WHAT IS NEEDED :: Reproduce verbatim the lines of the material below, beginning with the line that contains "the front wheel" and ending with the line that contains "[(550, 163), (478, 181)]", both inclusive.

Extracted data entries ::
******************************

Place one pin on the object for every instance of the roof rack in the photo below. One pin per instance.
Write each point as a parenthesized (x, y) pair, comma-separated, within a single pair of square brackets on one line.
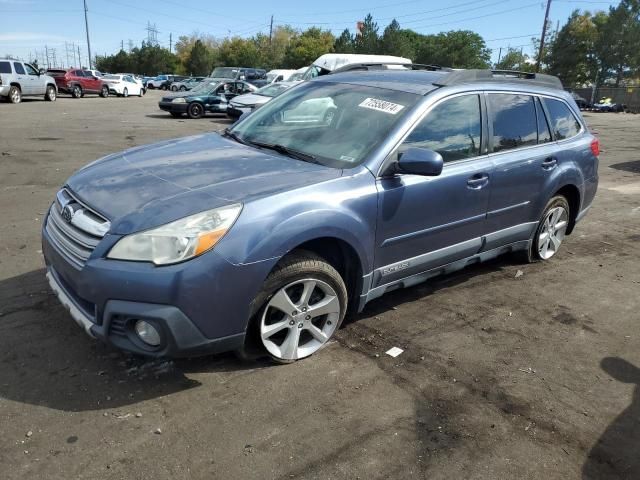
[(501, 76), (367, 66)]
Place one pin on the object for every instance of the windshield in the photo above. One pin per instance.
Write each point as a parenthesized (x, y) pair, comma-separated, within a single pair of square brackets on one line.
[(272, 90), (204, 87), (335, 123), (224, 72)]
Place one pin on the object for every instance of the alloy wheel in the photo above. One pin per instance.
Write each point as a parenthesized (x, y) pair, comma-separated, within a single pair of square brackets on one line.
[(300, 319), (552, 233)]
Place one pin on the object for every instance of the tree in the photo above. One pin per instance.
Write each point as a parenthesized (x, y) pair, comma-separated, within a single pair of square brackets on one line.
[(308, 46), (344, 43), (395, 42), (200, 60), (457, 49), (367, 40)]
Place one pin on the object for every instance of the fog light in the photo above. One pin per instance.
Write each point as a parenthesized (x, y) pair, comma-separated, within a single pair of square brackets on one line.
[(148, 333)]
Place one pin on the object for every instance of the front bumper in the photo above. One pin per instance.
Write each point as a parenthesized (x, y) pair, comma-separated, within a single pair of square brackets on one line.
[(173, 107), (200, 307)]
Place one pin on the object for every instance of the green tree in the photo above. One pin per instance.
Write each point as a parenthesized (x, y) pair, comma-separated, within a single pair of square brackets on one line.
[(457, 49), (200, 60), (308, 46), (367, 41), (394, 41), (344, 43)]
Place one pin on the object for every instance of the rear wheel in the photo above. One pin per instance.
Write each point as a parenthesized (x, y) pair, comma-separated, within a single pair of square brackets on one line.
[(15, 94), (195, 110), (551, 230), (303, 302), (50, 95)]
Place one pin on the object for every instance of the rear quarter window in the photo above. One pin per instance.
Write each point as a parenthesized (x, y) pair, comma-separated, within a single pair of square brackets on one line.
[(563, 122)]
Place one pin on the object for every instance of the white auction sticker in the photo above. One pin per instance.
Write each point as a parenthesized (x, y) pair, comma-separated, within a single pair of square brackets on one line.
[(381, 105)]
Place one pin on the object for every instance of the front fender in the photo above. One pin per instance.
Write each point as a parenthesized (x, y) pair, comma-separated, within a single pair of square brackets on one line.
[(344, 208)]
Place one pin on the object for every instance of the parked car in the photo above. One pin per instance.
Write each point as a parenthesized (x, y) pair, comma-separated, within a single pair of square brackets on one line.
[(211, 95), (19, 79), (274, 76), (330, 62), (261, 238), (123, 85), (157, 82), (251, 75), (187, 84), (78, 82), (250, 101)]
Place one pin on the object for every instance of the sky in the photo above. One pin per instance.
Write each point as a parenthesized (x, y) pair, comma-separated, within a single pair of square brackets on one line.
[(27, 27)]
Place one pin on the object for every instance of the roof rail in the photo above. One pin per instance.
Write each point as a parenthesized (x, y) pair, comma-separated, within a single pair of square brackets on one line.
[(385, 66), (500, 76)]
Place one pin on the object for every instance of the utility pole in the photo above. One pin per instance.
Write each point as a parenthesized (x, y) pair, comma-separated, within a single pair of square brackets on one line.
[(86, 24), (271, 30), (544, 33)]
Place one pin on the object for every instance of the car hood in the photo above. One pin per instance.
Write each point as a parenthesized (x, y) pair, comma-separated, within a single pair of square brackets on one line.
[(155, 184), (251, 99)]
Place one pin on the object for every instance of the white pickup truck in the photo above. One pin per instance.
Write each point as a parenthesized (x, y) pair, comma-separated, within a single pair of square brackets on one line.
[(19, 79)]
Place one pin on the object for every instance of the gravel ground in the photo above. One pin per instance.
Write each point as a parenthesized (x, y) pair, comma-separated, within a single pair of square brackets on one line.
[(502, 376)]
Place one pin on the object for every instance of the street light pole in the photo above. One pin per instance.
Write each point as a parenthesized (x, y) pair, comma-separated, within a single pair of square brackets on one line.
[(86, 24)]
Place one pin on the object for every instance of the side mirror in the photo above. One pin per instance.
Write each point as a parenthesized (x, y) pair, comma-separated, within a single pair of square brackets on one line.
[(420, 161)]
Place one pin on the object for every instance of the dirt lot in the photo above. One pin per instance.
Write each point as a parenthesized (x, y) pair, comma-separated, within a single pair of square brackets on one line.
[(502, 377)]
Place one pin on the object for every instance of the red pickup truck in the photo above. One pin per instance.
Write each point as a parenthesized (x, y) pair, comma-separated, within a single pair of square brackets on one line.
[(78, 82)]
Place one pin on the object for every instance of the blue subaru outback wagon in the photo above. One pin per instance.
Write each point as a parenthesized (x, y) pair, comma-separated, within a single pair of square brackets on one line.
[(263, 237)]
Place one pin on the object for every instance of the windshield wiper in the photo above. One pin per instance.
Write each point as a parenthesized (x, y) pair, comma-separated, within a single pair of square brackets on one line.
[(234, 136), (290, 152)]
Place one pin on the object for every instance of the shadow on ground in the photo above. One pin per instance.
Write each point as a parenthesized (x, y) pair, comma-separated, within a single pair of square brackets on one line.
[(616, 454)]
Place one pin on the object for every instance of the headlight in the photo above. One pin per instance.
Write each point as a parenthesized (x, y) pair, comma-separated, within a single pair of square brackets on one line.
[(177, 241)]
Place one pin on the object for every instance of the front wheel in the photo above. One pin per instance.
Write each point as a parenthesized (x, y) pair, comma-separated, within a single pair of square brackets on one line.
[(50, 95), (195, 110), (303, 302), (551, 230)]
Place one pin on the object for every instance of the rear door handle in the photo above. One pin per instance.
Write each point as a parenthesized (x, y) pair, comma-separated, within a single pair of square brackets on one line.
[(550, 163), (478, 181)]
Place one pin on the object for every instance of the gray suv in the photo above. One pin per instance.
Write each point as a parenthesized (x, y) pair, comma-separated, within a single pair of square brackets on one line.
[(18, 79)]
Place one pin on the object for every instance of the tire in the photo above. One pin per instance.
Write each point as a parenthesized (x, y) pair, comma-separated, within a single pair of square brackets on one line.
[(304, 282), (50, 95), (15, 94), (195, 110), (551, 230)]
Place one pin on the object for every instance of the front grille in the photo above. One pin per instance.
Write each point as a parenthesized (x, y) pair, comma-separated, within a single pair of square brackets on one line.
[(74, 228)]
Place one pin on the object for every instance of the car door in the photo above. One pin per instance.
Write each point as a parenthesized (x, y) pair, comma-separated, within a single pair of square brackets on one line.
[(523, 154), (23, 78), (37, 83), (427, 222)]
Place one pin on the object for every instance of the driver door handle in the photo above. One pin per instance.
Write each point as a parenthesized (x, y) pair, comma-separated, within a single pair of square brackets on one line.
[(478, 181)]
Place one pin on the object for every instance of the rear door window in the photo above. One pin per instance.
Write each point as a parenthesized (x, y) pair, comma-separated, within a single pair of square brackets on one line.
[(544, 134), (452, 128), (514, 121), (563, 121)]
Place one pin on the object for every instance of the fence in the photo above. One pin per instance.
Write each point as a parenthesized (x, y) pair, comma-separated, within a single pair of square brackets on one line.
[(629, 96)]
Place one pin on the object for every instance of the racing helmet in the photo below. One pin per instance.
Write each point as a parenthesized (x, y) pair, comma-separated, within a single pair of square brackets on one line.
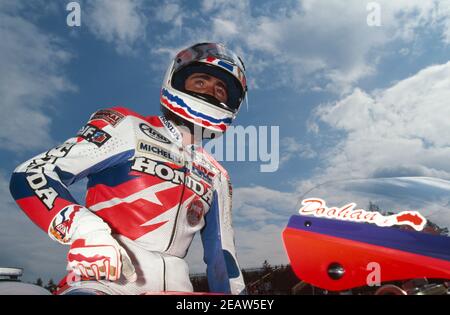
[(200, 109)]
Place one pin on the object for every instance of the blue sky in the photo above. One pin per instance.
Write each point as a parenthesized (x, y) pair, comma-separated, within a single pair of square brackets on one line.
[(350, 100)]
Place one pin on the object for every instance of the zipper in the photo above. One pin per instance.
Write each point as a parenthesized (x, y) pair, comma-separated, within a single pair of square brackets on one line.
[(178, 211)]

******************************

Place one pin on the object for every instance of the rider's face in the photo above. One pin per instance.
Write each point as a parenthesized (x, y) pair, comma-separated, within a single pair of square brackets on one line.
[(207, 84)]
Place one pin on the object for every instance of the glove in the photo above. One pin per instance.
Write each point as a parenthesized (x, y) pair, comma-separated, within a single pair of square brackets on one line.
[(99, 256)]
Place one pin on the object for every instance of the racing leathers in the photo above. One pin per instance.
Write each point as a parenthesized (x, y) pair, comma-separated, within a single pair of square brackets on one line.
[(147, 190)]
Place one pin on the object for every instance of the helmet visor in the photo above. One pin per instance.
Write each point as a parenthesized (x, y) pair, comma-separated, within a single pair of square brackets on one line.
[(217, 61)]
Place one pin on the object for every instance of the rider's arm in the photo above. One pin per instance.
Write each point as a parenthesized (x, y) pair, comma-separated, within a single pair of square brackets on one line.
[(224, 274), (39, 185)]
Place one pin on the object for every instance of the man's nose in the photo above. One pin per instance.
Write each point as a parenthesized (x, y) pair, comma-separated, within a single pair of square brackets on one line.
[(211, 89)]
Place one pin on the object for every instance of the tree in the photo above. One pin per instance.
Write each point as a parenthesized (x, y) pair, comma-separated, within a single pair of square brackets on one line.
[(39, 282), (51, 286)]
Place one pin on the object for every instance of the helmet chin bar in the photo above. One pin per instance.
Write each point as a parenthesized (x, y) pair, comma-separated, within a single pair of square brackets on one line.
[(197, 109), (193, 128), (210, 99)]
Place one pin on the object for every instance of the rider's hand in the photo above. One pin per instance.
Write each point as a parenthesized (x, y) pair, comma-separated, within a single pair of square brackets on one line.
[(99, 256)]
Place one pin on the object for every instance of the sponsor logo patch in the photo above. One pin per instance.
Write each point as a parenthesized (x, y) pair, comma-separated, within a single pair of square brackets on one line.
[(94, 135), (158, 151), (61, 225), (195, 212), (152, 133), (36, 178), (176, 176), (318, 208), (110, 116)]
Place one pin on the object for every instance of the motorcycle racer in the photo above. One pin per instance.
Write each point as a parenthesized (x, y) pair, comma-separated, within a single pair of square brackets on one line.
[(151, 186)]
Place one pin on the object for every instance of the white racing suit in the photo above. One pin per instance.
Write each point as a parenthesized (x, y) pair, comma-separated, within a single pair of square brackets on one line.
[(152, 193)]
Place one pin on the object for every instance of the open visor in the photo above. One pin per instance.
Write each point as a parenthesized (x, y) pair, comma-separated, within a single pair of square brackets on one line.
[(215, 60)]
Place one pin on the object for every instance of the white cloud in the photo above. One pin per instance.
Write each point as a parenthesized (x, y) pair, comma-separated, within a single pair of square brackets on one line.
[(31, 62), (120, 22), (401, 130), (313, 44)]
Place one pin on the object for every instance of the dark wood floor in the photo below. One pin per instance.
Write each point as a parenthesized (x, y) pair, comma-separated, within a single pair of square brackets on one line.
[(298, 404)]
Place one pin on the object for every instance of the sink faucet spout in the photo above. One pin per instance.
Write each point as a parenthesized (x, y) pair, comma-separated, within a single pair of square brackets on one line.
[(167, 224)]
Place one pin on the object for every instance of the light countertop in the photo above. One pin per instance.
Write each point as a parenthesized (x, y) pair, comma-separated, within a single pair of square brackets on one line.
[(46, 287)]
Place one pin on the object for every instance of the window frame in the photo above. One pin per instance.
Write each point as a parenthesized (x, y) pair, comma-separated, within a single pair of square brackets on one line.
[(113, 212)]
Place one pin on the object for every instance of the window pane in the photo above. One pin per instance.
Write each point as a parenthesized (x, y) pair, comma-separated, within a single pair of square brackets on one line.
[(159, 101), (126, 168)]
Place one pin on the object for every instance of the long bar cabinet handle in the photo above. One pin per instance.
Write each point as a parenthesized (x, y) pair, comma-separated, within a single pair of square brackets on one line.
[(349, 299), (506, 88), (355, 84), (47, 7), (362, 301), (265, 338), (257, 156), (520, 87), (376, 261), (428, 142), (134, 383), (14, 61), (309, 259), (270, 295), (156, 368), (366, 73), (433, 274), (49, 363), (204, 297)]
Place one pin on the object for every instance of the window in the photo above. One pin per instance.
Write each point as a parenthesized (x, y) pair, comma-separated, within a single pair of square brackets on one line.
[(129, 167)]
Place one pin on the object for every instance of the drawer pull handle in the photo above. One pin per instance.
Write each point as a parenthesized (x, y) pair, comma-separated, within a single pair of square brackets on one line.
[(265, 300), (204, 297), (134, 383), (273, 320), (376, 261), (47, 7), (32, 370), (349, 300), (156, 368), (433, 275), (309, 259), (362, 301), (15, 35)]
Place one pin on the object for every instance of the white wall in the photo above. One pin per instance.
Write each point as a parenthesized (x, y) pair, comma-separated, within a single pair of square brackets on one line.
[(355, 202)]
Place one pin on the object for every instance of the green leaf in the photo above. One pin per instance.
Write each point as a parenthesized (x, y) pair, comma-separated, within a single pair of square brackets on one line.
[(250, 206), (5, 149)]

******************************

RESULT OF THIS EXERCISE ::
Place one pin on the object for every instance of the front wheel in the photo above. One pin per instance.
Write each point as a parenthesized (x, y) pair, comma-separated, within a single pair of square brackets on one line.
[(50, 95), (195, 110), (303, 302), (551, 230)]
Place one pin on the object for every instance of the rear door handle in the photo above. One pin per instance.
Write each point as a parenthesized (x, y) pair, comma-separated, within a single pair of square brackets on one line.
[(550, 163), (478, 181)]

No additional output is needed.